> PROBLEM DESCRIPTION:
From the first line to the last, retype the records exactly without their images.

[Dataset entries]
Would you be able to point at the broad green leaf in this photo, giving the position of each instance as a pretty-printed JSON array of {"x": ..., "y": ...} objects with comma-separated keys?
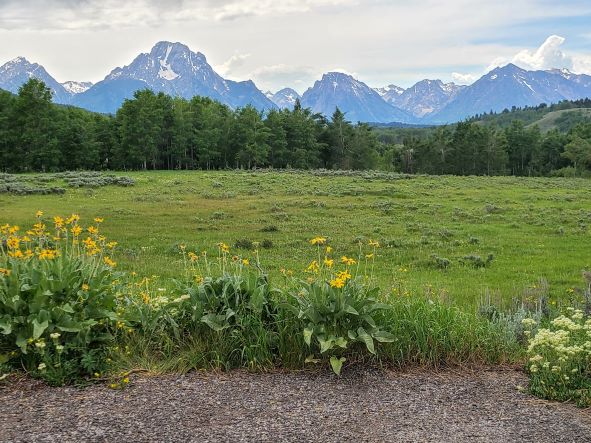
[
  {"x": 69, "y": 328},
  {"x": 67, "y": 308},
  {"x": 21, "y": 342},
  {"x": 39, "y": 328},
  {"x": 367, "y": 339},
  {"x": 369, "y": 320},
  {"x": 325, "y": 344},
  {"x": 341, "y": 342},
  {"x": 351, "y": 310},
  {"x": 308, "y": 335},
  {"x": 310, "y": 359},
  {"x": 5, "y": 325},
  {"x": 337, "y": 364}
]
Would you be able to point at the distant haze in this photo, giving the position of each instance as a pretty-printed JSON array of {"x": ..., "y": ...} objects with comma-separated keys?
[{"x": 279, "y": 43}]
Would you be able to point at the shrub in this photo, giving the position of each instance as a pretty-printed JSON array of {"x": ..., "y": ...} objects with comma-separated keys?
[
  {"x": 560, "y": 358},
  {"x": 335, "y": 320},
  {"x": 57, "y": 300}
]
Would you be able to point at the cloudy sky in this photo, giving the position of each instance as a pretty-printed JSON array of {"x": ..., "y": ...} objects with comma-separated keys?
[{"x": 281, "y": 43}]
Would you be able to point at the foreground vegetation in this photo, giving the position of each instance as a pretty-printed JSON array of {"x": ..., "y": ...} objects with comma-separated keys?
[
  {"x": 437, "y": 233},
  {"x": 156, "y": 131},
  {"x": 67, "y": 316}
]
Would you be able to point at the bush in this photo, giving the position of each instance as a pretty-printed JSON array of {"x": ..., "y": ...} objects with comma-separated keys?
[
  {"x": 560, "y": 358},
  {"x": 336, "y": 320},
  {"x": 57, "y": 300}
]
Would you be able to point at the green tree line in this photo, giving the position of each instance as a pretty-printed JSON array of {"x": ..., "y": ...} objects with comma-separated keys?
[{"x": 157, "y": 131}]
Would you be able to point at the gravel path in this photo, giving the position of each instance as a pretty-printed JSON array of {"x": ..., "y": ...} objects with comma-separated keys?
[{"x": 369, "y": 406}]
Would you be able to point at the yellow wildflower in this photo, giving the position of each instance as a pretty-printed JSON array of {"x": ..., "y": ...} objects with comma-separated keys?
[
  {"x": 318, "y": 241},
  {"x": 109, "y": 262},
  {"x": 13, "y": 242},
  {"x": 343, "y": 275},
  {"x": 337, "y": 283},
  {"x": 313, "y": 266},
  {"x": 347, "y": 260},
  {"x": 15, "y": 254},
  {"x": 73, "y": 219}
]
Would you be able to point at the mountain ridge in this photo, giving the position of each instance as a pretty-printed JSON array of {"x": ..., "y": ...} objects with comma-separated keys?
[{"x": 172, "y": 68}]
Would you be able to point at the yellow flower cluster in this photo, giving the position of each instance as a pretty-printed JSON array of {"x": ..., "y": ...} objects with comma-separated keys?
[
  {"x": 318, "y": 241},
  {"x": 348, "y": 261},
  {"x": 43, "y": 244}
]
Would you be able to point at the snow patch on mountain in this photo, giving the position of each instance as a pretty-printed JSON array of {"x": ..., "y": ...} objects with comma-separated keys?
[{"x": 76, "y": 87}]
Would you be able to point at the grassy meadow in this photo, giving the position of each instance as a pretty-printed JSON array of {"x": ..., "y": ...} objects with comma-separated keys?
[{"x": 537, "y": 229}]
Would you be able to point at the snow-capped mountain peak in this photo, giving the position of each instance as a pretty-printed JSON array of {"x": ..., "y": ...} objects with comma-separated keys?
[
  {"x": 19, "y": 70},
  {"x": 285, "y": 98},
  {"x": 358, "y": 101},
  {"x": 76, "y": 87},
  {"x": 390, "y": 89},
  {"x": 174, "y": 69}
]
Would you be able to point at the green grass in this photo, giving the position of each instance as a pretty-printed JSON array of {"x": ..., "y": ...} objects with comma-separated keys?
[{"x": 535, "y": 227}]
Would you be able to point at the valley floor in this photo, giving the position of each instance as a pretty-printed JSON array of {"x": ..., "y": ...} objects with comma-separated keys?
[{"x": 447, "y": 406}]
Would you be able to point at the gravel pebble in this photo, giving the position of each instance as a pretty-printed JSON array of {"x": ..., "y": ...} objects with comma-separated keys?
[{"x": 362, "y": 406}]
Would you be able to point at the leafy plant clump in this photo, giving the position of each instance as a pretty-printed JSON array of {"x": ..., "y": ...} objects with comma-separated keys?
[
  {"x": 65, "y": 312},
  {"x": 560, "y": 355},
  {"x": 58, "y": 307}
]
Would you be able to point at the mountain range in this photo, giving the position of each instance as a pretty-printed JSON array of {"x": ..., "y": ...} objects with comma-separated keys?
[{"x": 174, "y": 69}]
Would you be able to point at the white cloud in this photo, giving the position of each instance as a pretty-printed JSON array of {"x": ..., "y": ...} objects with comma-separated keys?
[
  {"x": 229, "y": 67},
  {"x": 275, "y": 77},
  {"x": 70, "y": 15},
  {"x": 464, "y": 79},
  {"x": 547, "y": 56}
]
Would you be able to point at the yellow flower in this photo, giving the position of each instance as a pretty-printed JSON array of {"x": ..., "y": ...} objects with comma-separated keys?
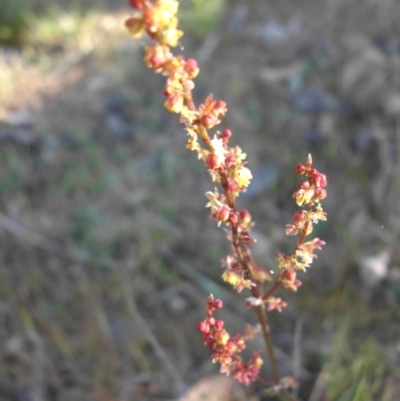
[{"x": 242, "y": 176}]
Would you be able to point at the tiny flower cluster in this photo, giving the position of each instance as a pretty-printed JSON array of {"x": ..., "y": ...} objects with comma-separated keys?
[
  {"x": 309, "y": 195},
  {"x": 227, "y": 166},
  {"x": 225, "y": 348}
]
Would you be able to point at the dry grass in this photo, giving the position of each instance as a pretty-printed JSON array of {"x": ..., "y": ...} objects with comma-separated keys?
[{"x": 107, "y": 251}]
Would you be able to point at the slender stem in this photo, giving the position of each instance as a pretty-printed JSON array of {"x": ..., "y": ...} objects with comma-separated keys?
[{"x": 262, "y": 317}]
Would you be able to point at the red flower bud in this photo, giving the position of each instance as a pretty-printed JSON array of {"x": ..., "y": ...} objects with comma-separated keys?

> TASK ANSWER:
Would you be able to point at the broad green leaf in this photo, giving the position of each instance as a pretty-printed JSON array of {"x": ..., "y": ...} objects with comma-separated keys?
[
  {"x": 69, "y": 328},
  {"x": 67, "y": 308},
  {"x": 21, "y": 342},
  {"x": 39, "y": 328},
  {"x": 367, "y": 339},
  {"x": 369, "y": 320},
  {"x": 325, "y": 344},
  {"x": 341, "y": 342},
  {"x": 351, "y": 310},
  {"x": 308, "y": 335},
  {"x": 310, "y": 359},
  {"x": 5, "y": 325},
  {"x": 337, "y": 364}
]
Would you be able to point at the distant haze in this photo, giving the position of each instance as a pretty-printed JSON array of {"x": ..., "y": ...} objects with comma-separated keys?
[{"x": 279, "y": 43}]
Would you be able to point at the shrub in this photo, giving the position of each instance as a pretty-printed JSON array of {"x": ..., "y": ...} objects with comma-separated keys?
[
  {"x": 560, "y": 358},
  {"x": 335, "y": 320},
  {"x": 57, "y": 300}
]
Would you be able to point at the cloudy sky in this photo, giving the position of each instance as a pretty-printed JSON array of {"x": ..., "y": ...} objects with comma-separated keys?
[{"x": 281, "y": 43}]
Would you be able to point at the foreground vegetation in this photo, giving the position of each instance as a pretty-printed JSON array of {"x": ..., "y": ...} objects with comma-separated keys?
[
  {"x": 437, "y": 233},
  {"x": 156, "y": 131},
  {"x": 67, "y": 316}
]
Would you be able to point at the bush in this photo, giving the position of each instance as a pretty-printed JSON array of {"x": ..., "y": ...} objects with comma-separated keys?
[
  {"x": 560, "y": 358},
  {"x": 336, "y": 320},
  {"x": 57, "y": 300}
]
Would you be able to point at the green tree line in this photo, giving the position of each instance as a pretty-printed JSON array of {"x": ..., "y": ...} objects with comma-separated keys?
[{"x": 157, "y": 131}]
Would you be able to point at the gravel path in this photo, giving the position of each instance as a pretty-printed JSON array of {"x": ..., "y": ...} objects with comma-separated keys?
[{"x": 369, "y": 406}]
Would you be able to point at the yellow wildflower in this photo, giving the position of each instance as a pretty-printed JSON array of {"x": ..., "y": ...} objects with comma-separated keys?
[
  {"x": 318, "y": 241},
  {"x": 109, "y": 262},
  {"x": 13, "y": 242},
  {"x": 343, "y": 275},
  {"x": 337, "y": 283},
  {"x": 313, "y": 266},
  {"x": 347, "y": 260},
  {"x": 15, "y": 254},
  {"x": 73, "y": 219}
]
Would you be able to point at the mountain ridge in this photo, giving the position of each instance as a pretty-printed JSON array of {"x": ..., "y": ...} objects with comma-separated keys?
[{"x": 172, "y": 68}]
Would you be able to point at the yellow flower cluster in this photo, giving the position of each instance as a pretty-printed JSON array of {"x": ..., "y": ...} objects with comma-separated keys?
[
  {"x": 318, "y": 241},
  {"x": 348, "y": 261},
  {"x": 43, "y": 244}
]
Would you be able to point at the snow patch on mountain in this photo, giving the position of each instance as a pretty-printed JSON array of {"x": ..., "y": ...} objects with comma-separated keys?
[{"x": 76, "y": 87}]
Would you be able to point at the grassy meadow in this photo, giving the position of each instance as a pretty-printed JSON array of {"x": ..., "y": ...} objects with comma-separated keys?
[{"x": 537, "y": 229}]
Would you be able to point at the snow-capped mountain peak in this photo, giving the position of each instance as a pretty-printed JSON array of {"x": ..., "y": ...} objects with comma-separated keys?
[
  {"x": 19, "y": 70},
  {"x": 285, "y": 98},
  {"x": 358, "y": 101},
  {"x": 76, "y": 87},
  {"x": 390, "y": 89},
  {"x": 174, "y": 69}
]
Would you be able to point at the green grass in this photo, giving the position of each instance as a pretty-printed JSON array of {"x": ..., "y": ...} objects with comma-separated keys?
[{"x": 535, "y": 227}]
Would you be able to point at the valley floor in this photo, giving the position of each instance as a pretty-printed JSON array of {"x": ..., "y": ...} objects with comma-separated keys?
[{"x": 447, "y": 406}]
Would you be able to point at the gravel pebble in this photo, giving the position of each instance as a pretty-printed JSON array of {"x": ..., "y": ...} objects with comma-separated keys?
[{"x": 362, "y": 406}]
Would you be able to point at the leafy plant clump in this photo, giving the position of each instance as a pretty-printed JSON array of {"x": ..., "y": ...} objects with comma-separated keys?
[
  {"x": 65, "y": 312},
  {"x": 560, "y": 355},
  {"x": 58, "y": 307}
]
Would you be able to point at the mountain range in this photo, giving the position of each instance as a pretty-printed JSON array of {"x": ..., "y": ...} objects with comma-separated keys?
[{"x": 174, "y": 69}]
Would you be able to point at the white cloud in this photo, giving the position of each instance as a pretty-printed JSON array of {"x": ..., "y": ...} objects with comma-separated keys?
[
  {"x": 229, "y": 67},
  {"x": 275, "y": 77},
  {"x": 70, "y": 15},
  {"x": 464, "y": 79},
  {"x": 547, "y": 56}
]
Would you be able to point at the yellow flower in this photo, giving the position of each instance as a pretty-printed JSON array of {"x": ..., "y": ...} objects with comma-separated keys?
[{"x": 242, "y": 176}]
Would you be able to point at the tiny flower cluster in this photo, giving the position of each instance as a pretty-printed JSON array of {"x": ..., "y": ...} objects with comma-separated keys?
[
  {"x": 309, "y": 195},
  {"x": 227, "y": 166},
  {"x": 225, "y": 348}
]
Would you be able to point at the dry grass in this photo, giving the position of each instance as a pretty-printed JSON array of {"x": ..., "y": ...} objects with comma-separated keys?
[{"x": 107, "y": 251}]
Would you be able to point at the slender stem in this photo, giving the position of each instance as a pretty-printed JSON array of {"x": ..., "y": ...} objects with comma-separated keys?
[{"x": 262, "y": 317}]
Would you be able to point at the red flower bud in this photo, giving the position of each instance as a pretty-printed JSON array of {"x": ..., "y": ...} objects with comma-separated keys?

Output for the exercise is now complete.